- **Text provided**:
◇ ◇ ◇ ◇

Log 19- Idaho,Wash, Oregon


Log 1- Arizona, New Mexico, Texas
Log -2 Louisiana
Log 3- Florida
Emergency Landing
Log 5- Georgia, So. Carolina
Log 6- North Carolina
Log-7 TN, KY, WVA
Log- 8 Virginia
Log-9 MD,PA,DE, NJ
Log 10- New York
Log 11 CN, RI, MA
Log 12 NH, ME, VT
Log 13- NY, OH, MI
Log 14- Indiana
Log 15- IL, WI, MN
Log 16- IA, KS, NE
Log 17- CO, WY & Dakotas
Log 18- Montana
Log 19- Idaho,Wash, Oregon
Log 20- California
Log 21- Nevada, Utah


September 15, 2005
Kellogg to St. Maries, Idaho to Port Whitman to Kennewick, Washington

I departed Kellogg early in bright sunshine and after 10 minutes of following the narrow canyon to the west the terrain finally began to open up indicating I had really crossed the Rocky Mountains. 

At Missoula I had met an airport policeman who was also a pilot and he had raved about the airport at St. Maries just south of me so I decided to stop in for a look.  I landed and walked over to the open but empty airport lounge and could immediately feel the small town charm of the place.  Many airports have a courtesy car which they let itinerant pilots use to drive into town for lunch. The courtesy cars are usually 15 years old and come complete with broken down seats jammed doors and odometers over 200,000 miles, but here in St. Maries there were two brand new Chevy SUV's available for any pilot to use- pretty uptown. 

I spent only a few minutes here and then took-off for Washington.  On climb out I realized I was now in timber country when  I saw huge rafts of logs tied along the shore of the river.  For the next 30 miles I just navigated by eyeball to find the lowest terrain around the mountains as I headed south and west. 

The leg over eastern Washington state was some of the strangest looking scenery of the entire trip.  The undulating hills reminded me of a picnic blanket spread over a rocky meadow.  It was not quite flat and not quite hilly and all of it was covered in strangely swirling patterns of plowed fields of dry land wheat.

My lunch stop was at Port Whitman which my flight guide said sold fuel.  When I landed there was no FBO or fuel pump but I was immediately greeted by a very friendly local crop dusting pilot.  He graciously sold me fuel from his own tank and then would not let me pay him enough for it.  After that he insisted I borrow his truck and drive into town where I had a wonderful Mexican lunch. 

Flight service informed me that my destination was reporting only 5 knots of wind but on the ground here it was blowing nearly 20 knots.  I then reasoned that the wind would continually decrease as I flew towards my destination, boy was I wrong.

The next leg of my flight was one of the most uncomfortable of my entire trip.  I still had the doors on the gyroplane from the cold early morning start in Idaho and since I have no vents it was very hot in the cabin.  The doors also make the gyro much more susceptible to gusty cross winds.  With the doors off the cross winds just blow right through the cabin but with the doors on the gyro yaws back and forth in gusty conditions.  Now with the hot dry ground sending up lots of thermals of rising air it was very gusty so for 2 hours I was bounced back and forth in the stifling cabin.  It was not until 5 miles from my next stop that I descended from the high plains into a green valley of Kennewick where there was almost no wind, and the farmers were burning the stubble off their fields.

◇ ◇ ◇ ◇

- **Raw records**:
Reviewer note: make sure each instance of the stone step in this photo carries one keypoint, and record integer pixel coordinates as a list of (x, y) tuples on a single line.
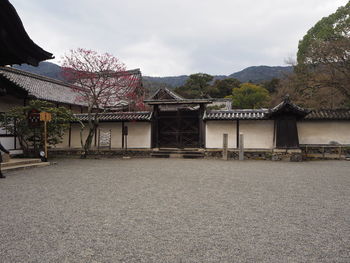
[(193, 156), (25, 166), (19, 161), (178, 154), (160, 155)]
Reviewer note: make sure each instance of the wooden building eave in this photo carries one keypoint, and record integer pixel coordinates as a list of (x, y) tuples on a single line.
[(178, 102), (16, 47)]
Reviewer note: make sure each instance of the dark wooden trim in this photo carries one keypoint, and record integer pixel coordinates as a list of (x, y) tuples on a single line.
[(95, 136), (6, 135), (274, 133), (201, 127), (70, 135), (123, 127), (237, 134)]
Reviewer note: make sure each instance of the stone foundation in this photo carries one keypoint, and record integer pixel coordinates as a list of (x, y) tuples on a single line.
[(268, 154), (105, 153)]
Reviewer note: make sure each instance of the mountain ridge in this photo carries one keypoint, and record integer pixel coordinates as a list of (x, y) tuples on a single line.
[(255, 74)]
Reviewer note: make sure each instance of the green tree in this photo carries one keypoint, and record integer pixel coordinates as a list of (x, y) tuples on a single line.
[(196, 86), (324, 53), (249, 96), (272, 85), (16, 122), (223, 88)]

◇ ◇ ◇ ◇

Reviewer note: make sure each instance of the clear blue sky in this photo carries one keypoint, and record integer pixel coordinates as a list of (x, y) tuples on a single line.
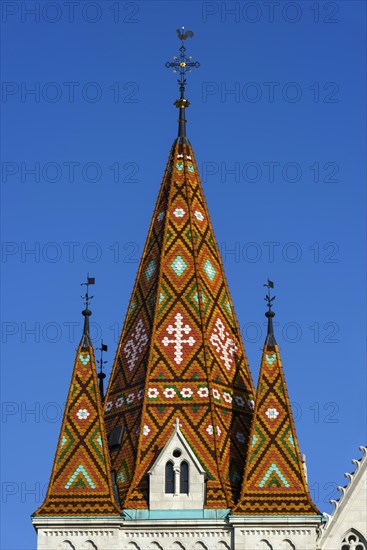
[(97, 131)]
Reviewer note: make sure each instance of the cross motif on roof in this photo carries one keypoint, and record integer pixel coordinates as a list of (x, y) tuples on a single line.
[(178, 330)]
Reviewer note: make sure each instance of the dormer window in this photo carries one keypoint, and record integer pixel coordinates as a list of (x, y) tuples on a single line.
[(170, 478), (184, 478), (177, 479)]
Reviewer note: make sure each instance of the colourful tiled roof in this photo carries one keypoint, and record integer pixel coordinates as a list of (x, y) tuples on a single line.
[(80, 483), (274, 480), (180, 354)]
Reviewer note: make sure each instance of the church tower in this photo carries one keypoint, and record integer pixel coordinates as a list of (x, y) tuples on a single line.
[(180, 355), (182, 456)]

◇ ◇ ◇ ◇

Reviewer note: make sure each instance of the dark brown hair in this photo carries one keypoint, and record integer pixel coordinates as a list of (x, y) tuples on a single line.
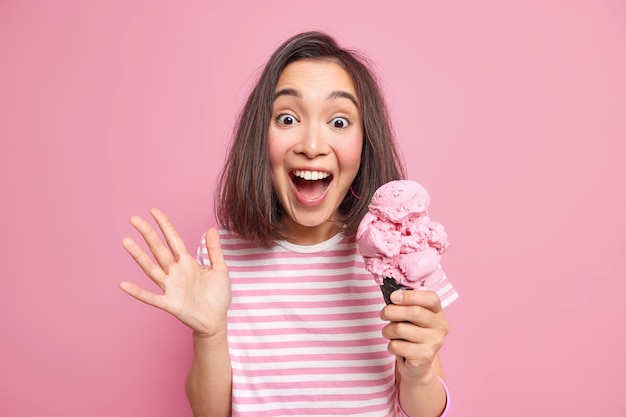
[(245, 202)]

◇ ◇ ◇ ◇

- **What you have to do**: Return the passage of the flight log from "I departed Kellogg" to "use- pretty uptown.", copied word for word.

- **Correct response**:
I departed Kellogg early in bright sunshine and after 10 minutes of following the narrow canyon to the west the terrain finally began to open up indicating I had really crossed the Rocky Mountains. 

At Missoula I had met an airport policeman who was also a pilot and he had raved about the airport at St. Maries just south of me so I decided to stop in for a look.  I landed and walked over to the open but empty airport lounge and could immediately feel the small town charm of the place.  Many airports have a courtesy car which they let itinerant pilots use to drive into town for lunch. The courtesy cars are usually 15 years old and come complete with broken down seats jammed doors and odometers over 200,000 miles, but here in St. Maries there were two brand new Chevy SUV's available for any pilot to use- pretty uptown.